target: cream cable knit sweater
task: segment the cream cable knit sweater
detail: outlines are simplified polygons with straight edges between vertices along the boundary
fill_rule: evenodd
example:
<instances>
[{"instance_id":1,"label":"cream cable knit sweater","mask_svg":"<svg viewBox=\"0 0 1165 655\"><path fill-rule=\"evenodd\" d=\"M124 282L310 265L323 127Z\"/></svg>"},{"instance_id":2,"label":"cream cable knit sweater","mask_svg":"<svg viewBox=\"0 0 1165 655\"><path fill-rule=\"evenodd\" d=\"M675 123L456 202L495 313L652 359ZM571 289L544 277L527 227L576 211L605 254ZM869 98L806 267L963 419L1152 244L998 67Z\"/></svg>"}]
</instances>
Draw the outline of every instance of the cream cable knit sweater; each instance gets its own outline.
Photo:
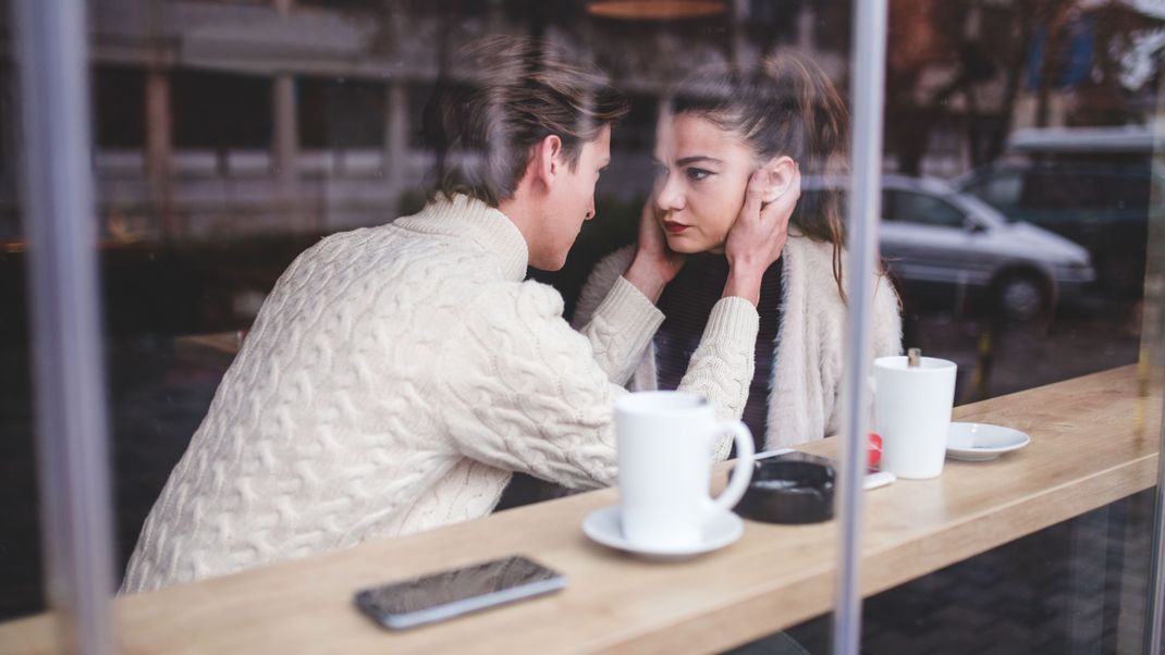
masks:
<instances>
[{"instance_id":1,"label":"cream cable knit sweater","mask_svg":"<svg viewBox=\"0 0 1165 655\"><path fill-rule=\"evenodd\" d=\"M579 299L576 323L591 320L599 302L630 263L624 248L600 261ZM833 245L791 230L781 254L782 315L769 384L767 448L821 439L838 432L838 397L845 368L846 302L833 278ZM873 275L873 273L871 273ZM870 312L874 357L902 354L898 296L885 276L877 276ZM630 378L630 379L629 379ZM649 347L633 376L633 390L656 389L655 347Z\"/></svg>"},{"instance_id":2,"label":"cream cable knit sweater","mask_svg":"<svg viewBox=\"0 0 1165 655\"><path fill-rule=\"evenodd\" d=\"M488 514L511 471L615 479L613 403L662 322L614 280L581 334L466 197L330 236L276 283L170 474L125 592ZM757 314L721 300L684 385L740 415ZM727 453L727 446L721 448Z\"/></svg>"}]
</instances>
========================================================================
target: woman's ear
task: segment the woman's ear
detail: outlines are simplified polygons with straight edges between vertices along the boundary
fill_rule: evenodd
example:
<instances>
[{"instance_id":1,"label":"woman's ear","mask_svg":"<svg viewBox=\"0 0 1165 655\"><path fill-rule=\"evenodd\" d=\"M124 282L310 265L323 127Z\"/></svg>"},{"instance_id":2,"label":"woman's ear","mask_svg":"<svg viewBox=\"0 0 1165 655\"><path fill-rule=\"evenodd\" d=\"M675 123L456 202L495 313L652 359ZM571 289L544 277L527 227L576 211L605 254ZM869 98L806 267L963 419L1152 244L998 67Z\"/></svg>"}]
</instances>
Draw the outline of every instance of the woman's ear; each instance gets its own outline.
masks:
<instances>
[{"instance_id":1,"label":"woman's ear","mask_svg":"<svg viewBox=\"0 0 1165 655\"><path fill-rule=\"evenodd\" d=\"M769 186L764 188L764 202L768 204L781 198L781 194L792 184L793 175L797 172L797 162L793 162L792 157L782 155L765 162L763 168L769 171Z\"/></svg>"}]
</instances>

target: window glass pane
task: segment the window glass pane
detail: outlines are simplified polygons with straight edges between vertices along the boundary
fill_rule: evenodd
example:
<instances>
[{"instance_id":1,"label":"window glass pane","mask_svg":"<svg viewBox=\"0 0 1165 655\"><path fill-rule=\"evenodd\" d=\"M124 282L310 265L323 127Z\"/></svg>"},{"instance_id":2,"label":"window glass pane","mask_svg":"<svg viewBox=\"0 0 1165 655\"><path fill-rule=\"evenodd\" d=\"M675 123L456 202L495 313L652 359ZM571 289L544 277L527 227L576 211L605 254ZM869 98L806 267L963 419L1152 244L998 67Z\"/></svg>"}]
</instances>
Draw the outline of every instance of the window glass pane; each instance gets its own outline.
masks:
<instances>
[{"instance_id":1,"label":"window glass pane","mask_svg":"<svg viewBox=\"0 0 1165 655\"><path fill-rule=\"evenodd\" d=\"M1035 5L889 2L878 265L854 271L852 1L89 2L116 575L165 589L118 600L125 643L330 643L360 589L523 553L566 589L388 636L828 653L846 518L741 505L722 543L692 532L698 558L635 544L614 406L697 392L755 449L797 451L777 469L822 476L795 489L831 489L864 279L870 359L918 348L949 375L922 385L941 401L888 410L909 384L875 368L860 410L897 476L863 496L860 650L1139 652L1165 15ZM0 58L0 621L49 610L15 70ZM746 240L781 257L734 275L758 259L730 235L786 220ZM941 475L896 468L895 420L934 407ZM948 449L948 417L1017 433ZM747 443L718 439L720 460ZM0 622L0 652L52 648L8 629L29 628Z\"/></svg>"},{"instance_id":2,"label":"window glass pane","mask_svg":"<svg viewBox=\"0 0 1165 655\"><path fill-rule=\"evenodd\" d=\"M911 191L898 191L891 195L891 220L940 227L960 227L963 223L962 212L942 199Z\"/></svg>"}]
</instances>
========================================================================
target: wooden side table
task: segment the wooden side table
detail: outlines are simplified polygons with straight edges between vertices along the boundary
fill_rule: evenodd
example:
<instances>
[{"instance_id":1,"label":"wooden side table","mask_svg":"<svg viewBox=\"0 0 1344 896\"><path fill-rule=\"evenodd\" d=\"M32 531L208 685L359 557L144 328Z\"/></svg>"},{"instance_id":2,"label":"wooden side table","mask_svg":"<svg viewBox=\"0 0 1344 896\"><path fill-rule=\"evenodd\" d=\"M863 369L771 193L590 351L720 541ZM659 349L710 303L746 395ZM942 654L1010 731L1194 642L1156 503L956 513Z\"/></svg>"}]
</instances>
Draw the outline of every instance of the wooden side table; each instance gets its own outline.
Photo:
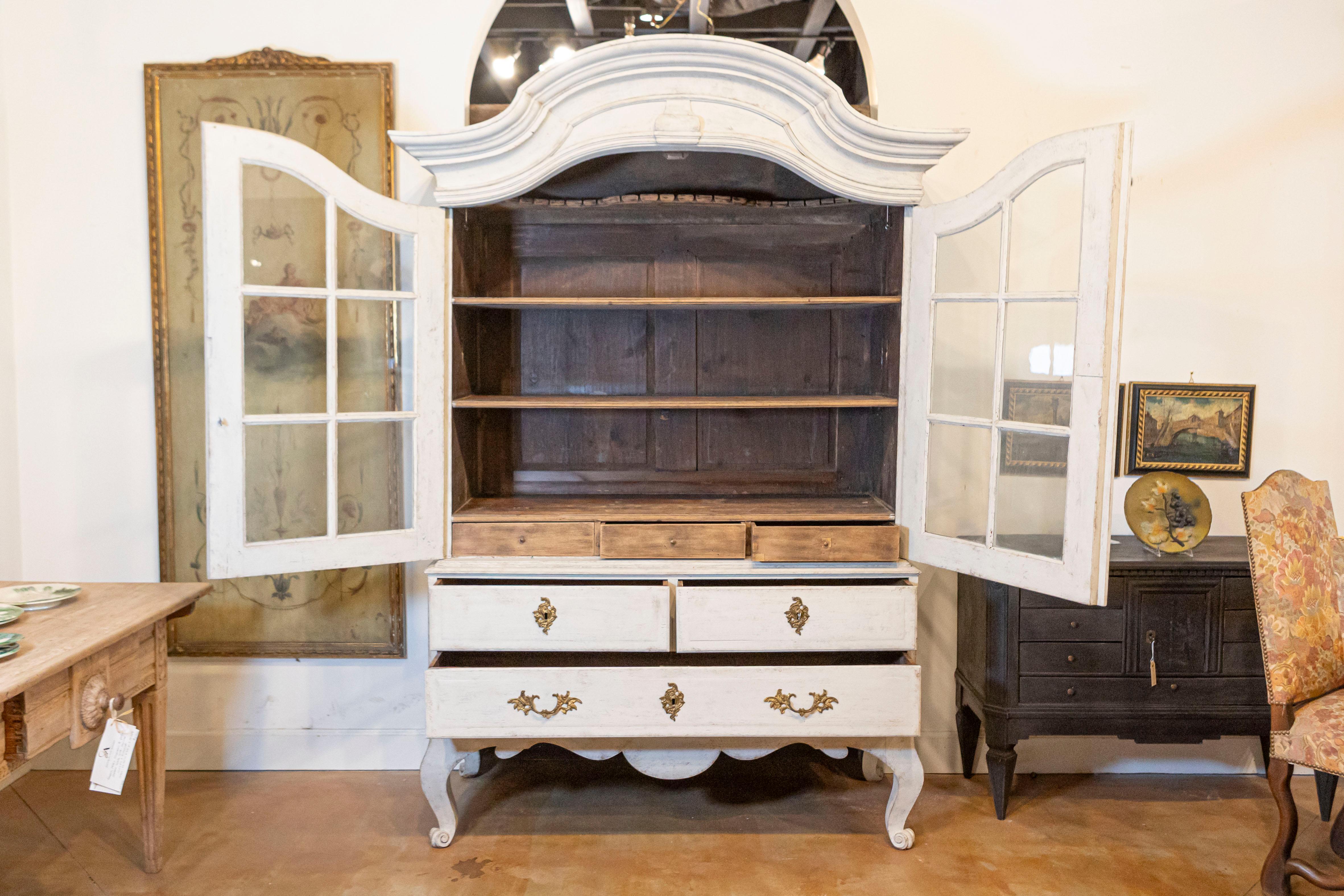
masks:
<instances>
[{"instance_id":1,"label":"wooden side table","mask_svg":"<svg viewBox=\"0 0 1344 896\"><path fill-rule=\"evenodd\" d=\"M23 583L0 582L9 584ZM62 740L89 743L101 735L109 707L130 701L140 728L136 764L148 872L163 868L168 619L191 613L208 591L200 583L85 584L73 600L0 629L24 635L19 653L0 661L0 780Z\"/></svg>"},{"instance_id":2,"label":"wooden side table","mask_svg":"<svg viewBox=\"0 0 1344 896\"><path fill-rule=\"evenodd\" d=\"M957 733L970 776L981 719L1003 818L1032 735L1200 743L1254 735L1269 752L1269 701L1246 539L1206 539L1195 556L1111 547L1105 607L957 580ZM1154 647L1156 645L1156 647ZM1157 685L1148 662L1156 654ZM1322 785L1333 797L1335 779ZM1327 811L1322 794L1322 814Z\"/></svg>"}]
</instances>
========================================================================
Short task —
Locate each line above that contains the string "target", treating uppercase and lowercase as different, and copy those lines.

Exercise output —
target: cream cable knit sweater
target: woman's ear
target: window glass pane
target: wooden side table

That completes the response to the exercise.